Goal - How many lines in the entries below contain the string "logo"? Reply with the number alone.

Position identification records

%%

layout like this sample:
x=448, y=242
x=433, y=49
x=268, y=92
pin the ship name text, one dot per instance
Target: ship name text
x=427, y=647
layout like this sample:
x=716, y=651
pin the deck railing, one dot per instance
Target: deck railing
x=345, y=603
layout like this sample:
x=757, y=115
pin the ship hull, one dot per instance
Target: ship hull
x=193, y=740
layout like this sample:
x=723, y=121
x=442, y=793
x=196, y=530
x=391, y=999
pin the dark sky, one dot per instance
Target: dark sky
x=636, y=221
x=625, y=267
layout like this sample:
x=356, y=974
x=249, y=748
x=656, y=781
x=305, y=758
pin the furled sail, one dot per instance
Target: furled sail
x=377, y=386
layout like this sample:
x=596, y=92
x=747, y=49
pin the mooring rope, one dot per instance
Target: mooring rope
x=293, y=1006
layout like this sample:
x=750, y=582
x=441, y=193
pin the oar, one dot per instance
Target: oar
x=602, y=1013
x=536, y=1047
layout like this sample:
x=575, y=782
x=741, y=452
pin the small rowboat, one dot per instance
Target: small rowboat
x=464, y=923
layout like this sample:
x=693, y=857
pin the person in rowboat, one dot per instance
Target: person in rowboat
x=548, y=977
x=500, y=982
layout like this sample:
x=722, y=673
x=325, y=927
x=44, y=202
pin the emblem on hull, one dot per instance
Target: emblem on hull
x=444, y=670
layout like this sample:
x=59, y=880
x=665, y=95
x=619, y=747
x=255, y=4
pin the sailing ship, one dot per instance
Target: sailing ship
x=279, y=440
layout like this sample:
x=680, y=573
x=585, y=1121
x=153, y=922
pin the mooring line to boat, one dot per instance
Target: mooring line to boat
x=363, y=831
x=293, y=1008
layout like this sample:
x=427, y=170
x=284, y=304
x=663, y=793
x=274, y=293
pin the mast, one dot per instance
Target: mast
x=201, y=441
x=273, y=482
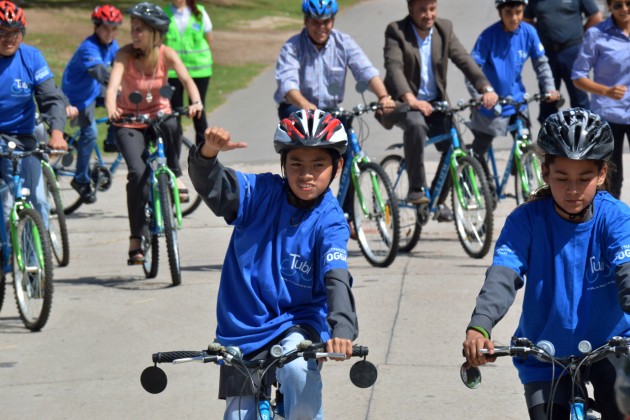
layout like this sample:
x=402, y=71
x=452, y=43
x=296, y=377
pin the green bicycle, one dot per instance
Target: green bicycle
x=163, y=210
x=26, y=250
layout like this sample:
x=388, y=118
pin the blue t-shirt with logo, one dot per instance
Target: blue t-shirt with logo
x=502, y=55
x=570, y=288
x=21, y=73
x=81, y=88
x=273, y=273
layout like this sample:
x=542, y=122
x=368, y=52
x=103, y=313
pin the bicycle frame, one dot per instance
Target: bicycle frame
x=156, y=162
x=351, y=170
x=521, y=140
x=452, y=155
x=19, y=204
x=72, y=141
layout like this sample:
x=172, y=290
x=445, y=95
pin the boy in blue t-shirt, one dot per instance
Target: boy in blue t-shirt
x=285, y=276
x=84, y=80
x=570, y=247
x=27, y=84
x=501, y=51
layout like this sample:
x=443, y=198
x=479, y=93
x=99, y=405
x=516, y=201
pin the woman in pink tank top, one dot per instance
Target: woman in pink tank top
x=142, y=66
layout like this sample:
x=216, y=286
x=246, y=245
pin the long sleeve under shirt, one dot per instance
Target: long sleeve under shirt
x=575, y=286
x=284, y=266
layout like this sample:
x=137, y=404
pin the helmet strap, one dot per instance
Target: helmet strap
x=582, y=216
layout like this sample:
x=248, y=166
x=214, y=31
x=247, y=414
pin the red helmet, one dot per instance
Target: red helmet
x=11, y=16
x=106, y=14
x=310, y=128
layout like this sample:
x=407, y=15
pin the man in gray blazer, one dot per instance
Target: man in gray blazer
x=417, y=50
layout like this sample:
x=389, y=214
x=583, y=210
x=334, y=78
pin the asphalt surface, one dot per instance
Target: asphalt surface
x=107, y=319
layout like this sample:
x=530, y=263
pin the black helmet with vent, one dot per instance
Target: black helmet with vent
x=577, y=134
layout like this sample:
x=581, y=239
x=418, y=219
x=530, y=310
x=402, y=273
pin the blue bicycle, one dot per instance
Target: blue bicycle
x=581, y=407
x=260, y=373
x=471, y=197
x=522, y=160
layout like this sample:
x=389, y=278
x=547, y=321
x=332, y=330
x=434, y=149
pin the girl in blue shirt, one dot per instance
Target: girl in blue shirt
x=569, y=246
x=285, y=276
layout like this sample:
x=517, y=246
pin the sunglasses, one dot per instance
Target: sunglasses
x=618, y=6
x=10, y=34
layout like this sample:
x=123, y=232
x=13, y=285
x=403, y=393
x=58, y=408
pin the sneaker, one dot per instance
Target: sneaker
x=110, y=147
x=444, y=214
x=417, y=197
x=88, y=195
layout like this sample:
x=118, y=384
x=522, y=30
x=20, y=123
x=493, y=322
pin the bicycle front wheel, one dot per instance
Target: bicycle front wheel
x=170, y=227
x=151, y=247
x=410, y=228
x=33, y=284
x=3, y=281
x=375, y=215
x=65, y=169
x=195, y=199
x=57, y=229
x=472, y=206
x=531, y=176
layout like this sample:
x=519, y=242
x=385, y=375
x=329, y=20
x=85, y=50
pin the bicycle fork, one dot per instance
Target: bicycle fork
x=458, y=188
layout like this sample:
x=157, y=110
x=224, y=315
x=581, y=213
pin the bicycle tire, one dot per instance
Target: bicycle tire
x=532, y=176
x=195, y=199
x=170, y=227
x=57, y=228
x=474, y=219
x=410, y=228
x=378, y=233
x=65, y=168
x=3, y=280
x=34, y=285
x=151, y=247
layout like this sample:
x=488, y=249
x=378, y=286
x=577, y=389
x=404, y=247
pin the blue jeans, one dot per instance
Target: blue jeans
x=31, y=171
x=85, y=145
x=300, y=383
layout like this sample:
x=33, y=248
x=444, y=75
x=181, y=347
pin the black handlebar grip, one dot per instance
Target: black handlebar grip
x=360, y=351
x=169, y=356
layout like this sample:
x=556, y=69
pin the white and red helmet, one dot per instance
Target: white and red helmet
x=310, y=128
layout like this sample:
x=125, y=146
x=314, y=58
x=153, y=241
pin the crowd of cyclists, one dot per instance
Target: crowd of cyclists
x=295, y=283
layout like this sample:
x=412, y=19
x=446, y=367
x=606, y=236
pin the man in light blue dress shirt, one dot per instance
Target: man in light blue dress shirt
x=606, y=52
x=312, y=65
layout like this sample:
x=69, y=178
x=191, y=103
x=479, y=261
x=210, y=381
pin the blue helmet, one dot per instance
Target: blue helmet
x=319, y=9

%%
%%

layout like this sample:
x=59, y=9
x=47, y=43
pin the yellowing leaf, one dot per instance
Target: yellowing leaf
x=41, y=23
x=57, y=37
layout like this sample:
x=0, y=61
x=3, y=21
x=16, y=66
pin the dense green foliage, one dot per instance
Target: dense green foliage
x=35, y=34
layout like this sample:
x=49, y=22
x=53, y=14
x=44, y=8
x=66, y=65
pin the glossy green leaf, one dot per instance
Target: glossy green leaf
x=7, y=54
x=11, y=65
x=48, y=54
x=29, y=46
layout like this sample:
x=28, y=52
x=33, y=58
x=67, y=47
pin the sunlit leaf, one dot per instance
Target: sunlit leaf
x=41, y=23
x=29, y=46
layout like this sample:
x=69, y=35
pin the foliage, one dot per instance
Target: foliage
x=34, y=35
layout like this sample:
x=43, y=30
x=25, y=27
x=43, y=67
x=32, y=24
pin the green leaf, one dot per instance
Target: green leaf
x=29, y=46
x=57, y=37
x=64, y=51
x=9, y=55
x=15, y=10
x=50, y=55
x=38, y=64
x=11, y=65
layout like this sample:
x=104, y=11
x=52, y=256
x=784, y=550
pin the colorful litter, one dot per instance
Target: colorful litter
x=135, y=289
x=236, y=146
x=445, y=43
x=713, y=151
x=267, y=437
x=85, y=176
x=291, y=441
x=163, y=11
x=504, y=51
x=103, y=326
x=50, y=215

%%

Answer to the exercise - 2